- **EXCERTO SELECIONADO**
────

Apesar de ter ocorrido gravação dos depoimentos prestados em audiência, não é possível proceder à reapreciação da prova uma vez que a recorrente, nas conclusões do recurso, pretende decisão diversa com base num novo julgamento neste tribunal de recurso.

O que lhe é vedado pela interpretação da norma processual em análise, que apenas lhe possibilita fundamentar a impugnação da decisão sobre matéria de facto, demonstrando que entre a passagem que indica se encontram aqueles pontuais, concretos e excepcionais erros de julgamento abrangidos na previsão do julgador.

Ora, o exercício desta faculdade fiscalizadora sobre pontos concretos da decisão da matéria de facto não é possível quando a pretensão da recorrente se cinge a toda a matéria de facto, com vista a um novo julgamento, ou a uma nova convicção diferente da formulada em 1ª instância.

Improcedendo as conclusões tendentes a obter a modificação da decisão sobre a matéria de facto (XXXIII a LXIIII), improcede igualmente a conclusão LXIX que daquelas dependiam, confirmando-se a douta sentença recorrida.»


2. A autora interpôs recurso de revista excepcional e apresentou alegações, tendo as recorridas contra-alegado.

────

- **LINHAS APRESENTADAS**
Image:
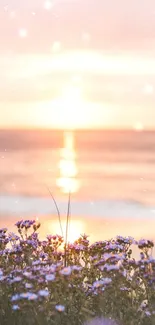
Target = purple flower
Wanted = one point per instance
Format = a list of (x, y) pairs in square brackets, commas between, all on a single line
[(43, 293), (50, 277), (60, 308), (15, 307), (100, 321), (15, 297), (66, 271)]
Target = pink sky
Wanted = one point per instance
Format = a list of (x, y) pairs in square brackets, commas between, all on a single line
[(105, 48)]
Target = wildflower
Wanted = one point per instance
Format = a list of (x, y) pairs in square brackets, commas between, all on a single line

────

- **TAREFA A REALIZAR**
Retome o excerto sobre a reapreciação da prova em recurso e dê-lhe continuidade a partir da última frase apresentada. As linhas constituem material à parte, independente do excerto.

- **RESPOSTA À TAREFA**
Mas, já no Supremo Tribunal de Justiça, a formação a que se refere o nº 3 do artigo 672º determinou que o recurso fosse distribuído como revista normal, por não se verificar o obstáculo da dupla conformidade das decisões das instâncias.

Nas alegações que apresentou, a recorrente formulou as seguintes conclusões (eliminam-se as que respeitam aos requisitos específicos da revista excepcional, que agora não relevam):

«I. O presente recurso de revista excepcional e prende-se com a questão de saber qual a correcta interpretação jurídica do artigo 640.º do Código de Processo Civil.

II. Na sequência do recurso interposto pela Recorrente, então Apelante, o Tribunal a quo decidiu não reapreciar a matéria de facto uma vez que a impugnação de praticamente toda ela, conduziria a um novo julgamento,

III. Decidiu o Tribunal da Relação de Lisboa escusar-se a proceder à reapreciação da prova, por entender que “A Recorrente nas conclusões do recurso depende decisão diversa, com base num novo julgamento neste tribunal de recurso" (sic)


[NOTA: o que consta do acórdão recorrido é que a “a recorrente, nas conclusões do recurso, pretende decisão diversa com base num novo julgamento neste tribunal de recurso”].

IV. O mesmo tribunal acrescenta mais à frente que,

Tal é vedado à recorrente pela interpretação da norma que "apenas lhe possibilita fundamentar a impugnação da decisão sobre a matéria de facto demonstrando que entre a passagem que indica se encontram aqueles pontuais, concretos e excepcionais erros de julgamento abrangidos na previsão do julgador".

Ora,

V. Erra o Tribunal recorrido, desde logo, porque a recorrente não pediu ao Tribunal da Relação de Lisboa a sua faculdade fiscalizadora "cingida"? (sic) "a toda o matéria de facto"?

Pese embora tivesse a recorrente deixado de questionar, como se lhe impugna, muita dessa matéria.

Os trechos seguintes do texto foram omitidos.